Goal> Rewrite all of the material below, requests included, scaling every bounding-box coordinate in the answers by 1.75 and rounding to the nearest whole number, with halves rounded up. Leave the requests and their format samples unchanged.

Excerpts from a detection dataset
▼▼▼

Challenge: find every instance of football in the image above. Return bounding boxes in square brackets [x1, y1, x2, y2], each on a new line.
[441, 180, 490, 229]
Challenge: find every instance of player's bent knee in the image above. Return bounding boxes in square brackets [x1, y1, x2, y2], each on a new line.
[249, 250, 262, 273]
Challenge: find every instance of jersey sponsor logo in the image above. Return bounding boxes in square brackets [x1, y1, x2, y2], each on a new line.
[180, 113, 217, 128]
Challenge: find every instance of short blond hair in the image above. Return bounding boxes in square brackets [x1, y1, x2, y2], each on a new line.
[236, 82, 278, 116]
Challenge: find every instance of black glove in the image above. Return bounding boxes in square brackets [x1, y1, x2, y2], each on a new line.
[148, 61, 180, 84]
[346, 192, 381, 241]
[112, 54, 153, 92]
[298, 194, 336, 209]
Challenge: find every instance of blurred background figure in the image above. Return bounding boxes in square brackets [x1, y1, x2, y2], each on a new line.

▲▲▲

Exercise answer>
Challenge: find every instance of football in the image above. Return bounding boxes in square brackets [x1, y1, x2, y2], each on a new line.
[772, 315, 858, 401]
Challenge: find every instance of player's bent knee in the image above. Return bounding boxes in square brackets [x1, y1, x2, y2], each on a new line.
[436, 438, 459, 478]
Challenge: find every instance of jersey sponsor logo in the image above. Return bounding boxes in square brackets [x1, y1, x2, y2], each on a new line.
[315, 198, 380, 224]
Challenge: find every instance of short blond hair in the image above. Return bounding boxes in square brackets [x1, y1, x2, y2], each on a new line.
[413, 144, 487, 203]
Challenge: find every instance of black glove in the image above. Return bounding boxes in square brackets [x1, y1, x2, y2], each on a new line.
[259, 107, 315, 147]
[606, 336, 667, 422]
[196, 95, 268, 161]
[522, 340, 588, 366]
Challenge: find every instance of blurred background figure in the image above. Return bounding boxes in square brackets [x1, y1, x2, y2], each on a new line.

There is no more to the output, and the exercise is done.